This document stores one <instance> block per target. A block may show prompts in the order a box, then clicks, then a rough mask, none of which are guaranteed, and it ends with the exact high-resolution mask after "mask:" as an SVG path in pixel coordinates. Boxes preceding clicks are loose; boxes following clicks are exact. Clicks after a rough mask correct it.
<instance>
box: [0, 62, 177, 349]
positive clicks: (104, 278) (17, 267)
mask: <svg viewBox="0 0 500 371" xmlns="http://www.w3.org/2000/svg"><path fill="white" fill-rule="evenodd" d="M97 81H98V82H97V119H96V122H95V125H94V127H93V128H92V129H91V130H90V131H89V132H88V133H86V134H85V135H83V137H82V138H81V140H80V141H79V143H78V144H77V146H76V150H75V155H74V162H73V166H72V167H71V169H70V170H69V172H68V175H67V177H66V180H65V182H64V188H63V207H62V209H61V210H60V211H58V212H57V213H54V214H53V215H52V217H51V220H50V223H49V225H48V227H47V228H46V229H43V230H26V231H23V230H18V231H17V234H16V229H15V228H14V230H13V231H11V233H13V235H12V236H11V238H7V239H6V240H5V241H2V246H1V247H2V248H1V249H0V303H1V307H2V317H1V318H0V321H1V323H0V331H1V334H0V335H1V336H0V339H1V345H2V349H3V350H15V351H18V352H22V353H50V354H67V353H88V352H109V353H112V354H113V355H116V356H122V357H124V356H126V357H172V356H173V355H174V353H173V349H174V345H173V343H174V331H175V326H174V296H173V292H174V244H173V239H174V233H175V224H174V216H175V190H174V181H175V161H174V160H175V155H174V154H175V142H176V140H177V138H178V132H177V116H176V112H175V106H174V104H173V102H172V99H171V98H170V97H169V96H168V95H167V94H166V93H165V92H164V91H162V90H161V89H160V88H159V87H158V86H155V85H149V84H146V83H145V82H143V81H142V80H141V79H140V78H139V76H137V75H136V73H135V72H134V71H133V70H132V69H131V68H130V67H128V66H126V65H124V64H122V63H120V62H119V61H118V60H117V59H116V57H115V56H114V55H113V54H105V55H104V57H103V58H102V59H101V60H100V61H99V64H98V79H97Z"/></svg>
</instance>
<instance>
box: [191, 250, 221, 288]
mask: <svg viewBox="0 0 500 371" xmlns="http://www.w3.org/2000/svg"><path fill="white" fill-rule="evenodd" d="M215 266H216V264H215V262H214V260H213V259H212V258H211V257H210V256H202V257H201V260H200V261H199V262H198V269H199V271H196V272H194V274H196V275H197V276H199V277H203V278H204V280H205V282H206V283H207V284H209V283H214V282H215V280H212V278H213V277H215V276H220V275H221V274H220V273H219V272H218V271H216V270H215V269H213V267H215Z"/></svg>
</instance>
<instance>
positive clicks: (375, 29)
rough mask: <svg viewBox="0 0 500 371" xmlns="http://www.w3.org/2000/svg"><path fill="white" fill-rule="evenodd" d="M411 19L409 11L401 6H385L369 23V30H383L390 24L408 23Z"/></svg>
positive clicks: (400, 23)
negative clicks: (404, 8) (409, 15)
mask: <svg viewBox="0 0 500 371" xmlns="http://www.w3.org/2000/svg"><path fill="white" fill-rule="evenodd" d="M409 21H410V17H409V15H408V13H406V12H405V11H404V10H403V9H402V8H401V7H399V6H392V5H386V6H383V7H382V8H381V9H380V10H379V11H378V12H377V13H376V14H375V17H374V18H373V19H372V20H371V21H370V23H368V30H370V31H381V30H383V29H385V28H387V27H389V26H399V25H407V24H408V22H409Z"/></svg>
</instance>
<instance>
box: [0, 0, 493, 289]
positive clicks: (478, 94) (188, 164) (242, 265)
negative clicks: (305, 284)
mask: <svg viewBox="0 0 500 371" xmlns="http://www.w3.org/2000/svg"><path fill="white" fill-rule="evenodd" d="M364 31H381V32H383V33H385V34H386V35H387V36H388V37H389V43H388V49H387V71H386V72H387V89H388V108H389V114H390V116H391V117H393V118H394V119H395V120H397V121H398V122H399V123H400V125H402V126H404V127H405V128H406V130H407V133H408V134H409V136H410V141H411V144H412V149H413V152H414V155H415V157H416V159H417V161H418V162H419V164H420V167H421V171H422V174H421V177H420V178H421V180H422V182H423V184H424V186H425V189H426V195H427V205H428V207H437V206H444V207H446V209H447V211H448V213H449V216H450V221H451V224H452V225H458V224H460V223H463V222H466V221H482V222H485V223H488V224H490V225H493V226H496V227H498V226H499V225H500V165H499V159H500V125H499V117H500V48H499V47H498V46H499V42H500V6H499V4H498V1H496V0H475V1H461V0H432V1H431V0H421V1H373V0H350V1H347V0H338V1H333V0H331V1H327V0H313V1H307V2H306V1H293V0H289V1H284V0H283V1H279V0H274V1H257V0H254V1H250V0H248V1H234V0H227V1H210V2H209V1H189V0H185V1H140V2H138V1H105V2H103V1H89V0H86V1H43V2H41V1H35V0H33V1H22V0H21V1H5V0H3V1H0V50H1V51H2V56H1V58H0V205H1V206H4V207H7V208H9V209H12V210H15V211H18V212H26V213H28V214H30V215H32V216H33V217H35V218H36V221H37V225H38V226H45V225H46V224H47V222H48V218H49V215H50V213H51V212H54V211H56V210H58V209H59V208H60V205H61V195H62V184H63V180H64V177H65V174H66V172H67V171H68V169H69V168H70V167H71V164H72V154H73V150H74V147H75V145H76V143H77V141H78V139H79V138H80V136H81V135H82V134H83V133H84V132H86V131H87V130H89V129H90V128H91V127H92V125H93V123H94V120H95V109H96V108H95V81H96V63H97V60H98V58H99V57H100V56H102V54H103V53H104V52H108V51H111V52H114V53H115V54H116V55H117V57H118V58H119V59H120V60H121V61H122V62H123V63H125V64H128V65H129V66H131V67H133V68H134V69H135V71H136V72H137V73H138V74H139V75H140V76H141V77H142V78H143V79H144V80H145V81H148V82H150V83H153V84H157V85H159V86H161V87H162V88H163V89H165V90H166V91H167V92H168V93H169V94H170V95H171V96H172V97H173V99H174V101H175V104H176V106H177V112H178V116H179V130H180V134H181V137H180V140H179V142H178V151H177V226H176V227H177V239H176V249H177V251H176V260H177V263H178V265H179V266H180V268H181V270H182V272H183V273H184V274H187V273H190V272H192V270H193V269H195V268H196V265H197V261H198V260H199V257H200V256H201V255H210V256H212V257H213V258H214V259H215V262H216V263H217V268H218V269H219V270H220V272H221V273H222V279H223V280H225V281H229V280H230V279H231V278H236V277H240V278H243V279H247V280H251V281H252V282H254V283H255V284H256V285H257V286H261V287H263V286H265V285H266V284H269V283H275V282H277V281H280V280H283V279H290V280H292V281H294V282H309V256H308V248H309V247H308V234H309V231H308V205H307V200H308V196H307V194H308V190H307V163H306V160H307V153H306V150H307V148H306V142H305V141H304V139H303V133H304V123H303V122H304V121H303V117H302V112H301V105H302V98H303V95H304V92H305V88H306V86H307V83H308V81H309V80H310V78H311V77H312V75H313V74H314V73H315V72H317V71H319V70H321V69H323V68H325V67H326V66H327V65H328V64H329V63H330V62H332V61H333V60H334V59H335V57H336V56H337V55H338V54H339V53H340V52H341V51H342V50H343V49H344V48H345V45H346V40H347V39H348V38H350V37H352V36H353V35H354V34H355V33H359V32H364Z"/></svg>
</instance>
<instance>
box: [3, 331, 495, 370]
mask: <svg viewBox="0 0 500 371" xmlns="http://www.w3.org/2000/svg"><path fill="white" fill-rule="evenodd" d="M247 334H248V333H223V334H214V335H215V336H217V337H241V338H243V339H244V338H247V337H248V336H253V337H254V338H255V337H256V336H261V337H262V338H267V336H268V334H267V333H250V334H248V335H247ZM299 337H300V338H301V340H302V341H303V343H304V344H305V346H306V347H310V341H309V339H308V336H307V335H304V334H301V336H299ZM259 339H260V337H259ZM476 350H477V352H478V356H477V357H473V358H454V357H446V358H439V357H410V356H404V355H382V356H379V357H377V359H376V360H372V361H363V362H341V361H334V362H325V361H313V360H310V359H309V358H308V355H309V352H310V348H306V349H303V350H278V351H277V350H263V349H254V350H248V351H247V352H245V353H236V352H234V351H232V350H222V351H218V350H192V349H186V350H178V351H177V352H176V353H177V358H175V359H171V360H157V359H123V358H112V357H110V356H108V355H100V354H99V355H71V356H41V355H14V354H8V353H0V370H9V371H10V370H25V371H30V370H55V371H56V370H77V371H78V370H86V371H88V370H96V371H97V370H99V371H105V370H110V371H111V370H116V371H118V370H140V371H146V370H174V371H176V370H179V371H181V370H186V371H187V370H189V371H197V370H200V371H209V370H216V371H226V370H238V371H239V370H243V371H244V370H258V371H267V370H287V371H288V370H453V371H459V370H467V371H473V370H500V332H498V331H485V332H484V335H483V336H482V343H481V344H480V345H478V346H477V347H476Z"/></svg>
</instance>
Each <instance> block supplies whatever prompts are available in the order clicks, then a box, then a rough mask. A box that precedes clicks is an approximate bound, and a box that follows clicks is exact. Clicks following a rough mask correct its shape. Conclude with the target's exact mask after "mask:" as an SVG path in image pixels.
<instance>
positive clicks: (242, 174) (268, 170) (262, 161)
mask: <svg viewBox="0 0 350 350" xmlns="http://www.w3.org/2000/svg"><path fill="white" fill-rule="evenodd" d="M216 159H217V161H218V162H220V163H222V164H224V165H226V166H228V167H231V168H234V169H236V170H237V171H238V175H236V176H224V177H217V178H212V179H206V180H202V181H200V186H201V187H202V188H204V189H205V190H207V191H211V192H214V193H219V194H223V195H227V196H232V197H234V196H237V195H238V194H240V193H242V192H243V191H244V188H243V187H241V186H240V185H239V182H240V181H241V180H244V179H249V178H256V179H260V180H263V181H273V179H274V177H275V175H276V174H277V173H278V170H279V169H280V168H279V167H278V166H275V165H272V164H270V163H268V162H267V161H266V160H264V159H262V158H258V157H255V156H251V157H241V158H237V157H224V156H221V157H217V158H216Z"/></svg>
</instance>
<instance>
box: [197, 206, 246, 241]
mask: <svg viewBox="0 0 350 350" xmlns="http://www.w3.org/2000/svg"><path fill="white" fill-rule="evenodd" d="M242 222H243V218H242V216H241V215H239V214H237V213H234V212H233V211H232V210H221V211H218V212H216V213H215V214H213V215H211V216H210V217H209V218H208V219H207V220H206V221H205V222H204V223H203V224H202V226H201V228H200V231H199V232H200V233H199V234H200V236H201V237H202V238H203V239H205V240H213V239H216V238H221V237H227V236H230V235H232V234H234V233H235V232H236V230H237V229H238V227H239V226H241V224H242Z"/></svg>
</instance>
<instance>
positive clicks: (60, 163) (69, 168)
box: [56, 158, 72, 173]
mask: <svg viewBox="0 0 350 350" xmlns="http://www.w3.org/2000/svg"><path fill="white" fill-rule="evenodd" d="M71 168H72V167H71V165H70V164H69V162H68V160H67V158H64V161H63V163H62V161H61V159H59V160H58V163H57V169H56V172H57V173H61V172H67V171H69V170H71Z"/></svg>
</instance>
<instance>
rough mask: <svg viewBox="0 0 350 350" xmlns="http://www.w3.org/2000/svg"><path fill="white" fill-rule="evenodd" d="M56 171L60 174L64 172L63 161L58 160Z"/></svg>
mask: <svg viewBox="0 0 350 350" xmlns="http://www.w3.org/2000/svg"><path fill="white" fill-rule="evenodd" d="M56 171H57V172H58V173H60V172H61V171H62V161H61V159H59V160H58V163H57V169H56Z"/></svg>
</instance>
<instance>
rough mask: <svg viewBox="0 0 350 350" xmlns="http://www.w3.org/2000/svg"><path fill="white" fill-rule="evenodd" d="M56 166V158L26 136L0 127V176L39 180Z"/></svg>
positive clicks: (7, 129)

□ □ □ □ □ □ □

(PROBLEM STATEMENT):
Give back the lines of the data exactly as they are written, from the first line through the line containing "box: [0, 62, 177, 349]".

(TASK RESPONSE):
This document stores one <instance> block per target. A block may show prompts in the order a box, then clicks, then a rough mask, none of which are guaranteed, and it ends with the exact high-resolution mask after "mask:" as an SVG path in pixel coordinates. Boxes preceding clicks are loose; boxes following clicks are exact. Clicks after a rough mask correct it.
<instance>
box: [0, 62, 177, 349]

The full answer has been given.